(Dataset excerpt)
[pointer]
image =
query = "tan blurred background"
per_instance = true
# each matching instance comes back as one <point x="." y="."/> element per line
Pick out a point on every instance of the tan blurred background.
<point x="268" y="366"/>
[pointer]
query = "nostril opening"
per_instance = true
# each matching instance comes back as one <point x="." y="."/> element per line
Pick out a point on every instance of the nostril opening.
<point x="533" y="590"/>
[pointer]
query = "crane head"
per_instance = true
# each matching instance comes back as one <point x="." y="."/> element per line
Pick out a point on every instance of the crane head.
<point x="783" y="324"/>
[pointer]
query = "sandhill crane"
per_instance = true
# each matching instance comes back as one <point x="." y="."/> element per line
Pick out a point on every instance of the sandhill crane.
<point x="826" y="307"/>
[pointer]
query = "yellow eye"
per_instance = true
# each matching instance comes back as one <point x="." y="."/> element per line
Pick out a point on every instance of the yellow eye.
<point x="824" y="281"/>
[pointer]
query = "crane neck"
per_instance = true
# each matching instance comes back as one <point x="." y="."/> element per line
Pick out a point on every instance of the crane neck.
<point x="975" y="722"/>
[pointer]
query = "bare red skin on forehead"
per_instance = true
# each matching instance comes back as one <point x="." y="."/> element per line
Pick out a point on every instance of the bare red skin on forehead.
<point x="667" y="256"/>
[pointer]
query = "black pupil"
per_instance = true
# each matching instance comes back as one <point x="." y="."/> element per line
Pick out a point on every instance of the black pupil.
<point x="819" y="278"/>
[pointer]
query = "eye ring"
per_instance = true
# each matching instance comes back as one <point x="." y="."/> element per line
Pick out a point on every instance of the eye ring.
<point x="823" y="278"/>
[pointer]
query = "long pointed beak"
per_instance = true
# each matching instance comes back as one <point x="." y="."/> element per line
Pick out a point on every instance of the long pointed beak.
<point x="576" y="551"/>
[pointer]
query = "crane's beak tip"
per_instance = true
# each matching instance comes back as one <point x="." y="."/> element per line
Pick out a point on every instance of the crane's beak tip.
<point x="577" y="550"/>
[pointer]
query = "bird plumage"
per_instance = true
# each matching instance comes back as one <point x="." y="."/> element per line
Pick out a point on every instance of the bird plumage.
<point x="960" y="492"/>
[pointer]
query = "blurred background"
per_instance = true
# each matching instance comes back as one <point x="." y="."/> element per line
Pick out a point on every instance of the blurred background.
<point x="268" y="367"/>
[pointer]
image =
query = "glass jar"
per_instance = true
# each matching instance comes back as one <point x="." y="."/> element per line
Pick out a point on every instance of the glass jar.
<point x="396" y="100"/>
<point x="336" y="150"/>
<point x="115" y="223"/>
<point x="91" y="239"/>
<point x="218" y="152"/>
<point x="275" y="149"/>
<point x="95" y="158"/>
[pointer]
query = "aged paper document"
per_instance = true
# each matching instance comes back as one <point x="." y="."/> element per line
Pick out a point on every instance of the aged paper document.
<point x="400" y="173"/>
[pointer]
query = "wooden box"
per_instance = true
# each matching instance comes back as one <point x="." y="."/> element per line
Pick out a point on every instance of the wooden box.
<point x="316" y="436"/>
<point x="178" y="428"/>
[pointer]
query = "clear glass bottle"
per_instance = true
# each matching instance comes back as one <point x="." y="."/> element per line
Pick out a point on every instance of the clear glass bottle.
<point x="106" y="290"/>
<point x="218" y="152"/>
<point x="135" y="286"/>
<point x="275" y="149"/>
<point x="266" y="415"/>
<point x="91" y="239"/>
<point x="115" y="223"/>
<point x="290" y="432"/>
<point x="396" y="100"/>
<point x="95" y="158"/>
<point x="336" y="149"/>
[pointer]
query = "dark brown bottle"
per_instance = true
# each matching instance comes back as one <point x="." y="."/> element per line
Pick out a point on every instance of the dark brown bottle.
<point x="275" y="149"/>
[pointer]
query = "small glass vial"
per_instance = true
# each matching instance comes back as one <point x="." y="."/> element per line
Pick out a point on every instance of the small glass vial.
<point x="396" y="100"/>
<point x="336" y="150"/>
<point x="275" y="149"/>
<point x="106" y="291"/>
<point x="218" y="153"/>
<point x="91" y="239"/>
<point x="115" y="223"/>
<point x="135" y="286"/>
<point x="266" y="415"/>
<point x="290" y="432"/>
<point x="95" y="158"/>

EXERCISE REQUIREMENTS => Reproduce the material in full, with no word added or dropped.

WORKED SOLUTION =>
[pointer]
image =
query = "tan blurred background"
per_instance = true
# each matching instance comes back as one <point x="." y="."/> element per line
Pick out a point on every instance of the tan blurred background.
<point x="268" y="366"/>
[pointer]
query = "nostril opening"
per_instance = true
# each matching instance comes back as one <point x="." y="."/> element per line
Pick out a point on every instance of the nostril opening.
<point x="533" y="590"/>
[pointer]
query = "crane head"
per_instance = true
# each matching instance comes back as one <point x="." y="."/> element per line
Pick out a point on every instance of the crane head.
<point x="783" y="324"/>
[pointer]
query = "sandhill crane"
per_instance = true
# each matching instance comes back as one <point x="." y="."/> element per line
Pick out a point on every instance of the sandhill crane.
<point x="826" y="307"/>
[pointer]
query = "yellow eye"
per_instance = true
# each matching instance comes back as one <point x="." y="."/> element per line
Pick out a point on every instance of the yellow eye.
<point x="824" y="281"/>
[pointer]
query = "crane neck"
per_instance = true
# each matching instance comes back as one <point x="." y="."/> element per line
Pick out a point on every instance of the crane neck.
<point x="975" y="722"/>
[pointer]
query = "bare red skin on forehead"
per_instance = true
# each matching instance comes back as one <point x="." y="."/> element per line
Pick out a point on every instance of the bare red skin on forehead.
<point x="667" y="256"/>
[pointer]
query = "black pupil"
per_instance = true
# each matching instance comes back as one <point x="." y="."/> element per line
Pick out a point on every instance of the black pupil.
<point x="819" y="278"/>
[pointer]
query = "eye ring"
per_instance = true
# each matching instance comes back as one <point x="." y="."/> element per line
Pick out a point on every instance of the eye ring.
<point x="823" y="278"/>
[pointer]
query = "long pointed beak"
per_instance = true
# each matching instance comes back as one <point x="." y="."/> element per line
Pick out a point on every instance of the long pointed beak.
<point x="576" y="551"/>
[pointer]
query = "crane's beak tip"
per_instance = true
# each matching instance comes back as one <point x="." y="."/> element per line
Pick out a point on every instance of the crane's beak tip.
<point x="577" y="550"/>
[pointer]
query = "bird plumage"
per_instance = true
# each matching instance comes back as one <point x="." y="."/> element per line
Pick out a point on every instance of the bird plumage.
<point x="960" y="492"/>
[pointer]
query = "blurred background"
per_instance = true
# each matching instance comes back as one <point x="." y="."/> element per line
Pick out a point on every instance of the blurred background.
<point x="268" y="367"/>
[pointer]
image =
query = "glass jar"
per_instance = true
# each matching instance comes back as one <point x="." y="."/> element per line
Pick out a point on every instance of the glass jar.
<point x="396" y="100"/>
<point x="336" y="150"/>
<point x="115" y="223"/>
<point x="91" y="239"/>
<point x="218" y="152"/>
<point x="275" y="149"/>
<point x="95" y="158"/>
[pointer]
query = "aged paper document"
per_instance = true
# each matching instance comes back as one <point x="." y="."/> element per line
Pick out a point on every instance of the aged paper document.
<point x="400" y="173"/>
[pointer]
query = "wooden box"
per_instance = true
# each matching instance comes back as one <point x="." y="."/> element per line
Pick out a point on every instance of the wooden box.
<point x="316" y="436"/>
<point x="178" y="428"/>
[pointer]
query = "clear glass bottle"
per_instance = true
# each matching instance comes back as one <point x="." y="."/> element per line
Pick out a point on every instance of the clear glass bottle.
<point x="106" y="290"/>
<point x="218" y="152"/>
<point x="135" y="286"/>
<point x="275" y="149"/>
<point x="266" y="415"/>
<point x="91" y="239"/>
<point x="115" y="223"/>
<point x="290" y="432"/>
<point x="396" y="100"/>
<point x="95" y="158"/>
<point x="336" y="149"/>
[pointer]
query = "dark brown bottle"
per_instance = true
# each matching instance comes back as one <point x="." y="."/> element per line
Pick out a point on every instance of the dark brown bottle.
<point x="275" y="149"/>
[pointer]
query = "small glass vial"
per_instance = true
# each matching instance comes back as one <point x="." y="."/> element per line
Pick out a point on every instance of the small glass vial.
<point x="396" y="100"/>
<point x="336" y="150"/>
<point x="275" y="149"/>
<point x="106" y="291"/>
<point x="218" y="153"/>
<point x="91" y="239"/>
<point x="115" y="223"/>
<point x="135" y="286"/>
<point x="266" y="415"/>
<point x="290" y="432"/>
<point x="95" y="158"/>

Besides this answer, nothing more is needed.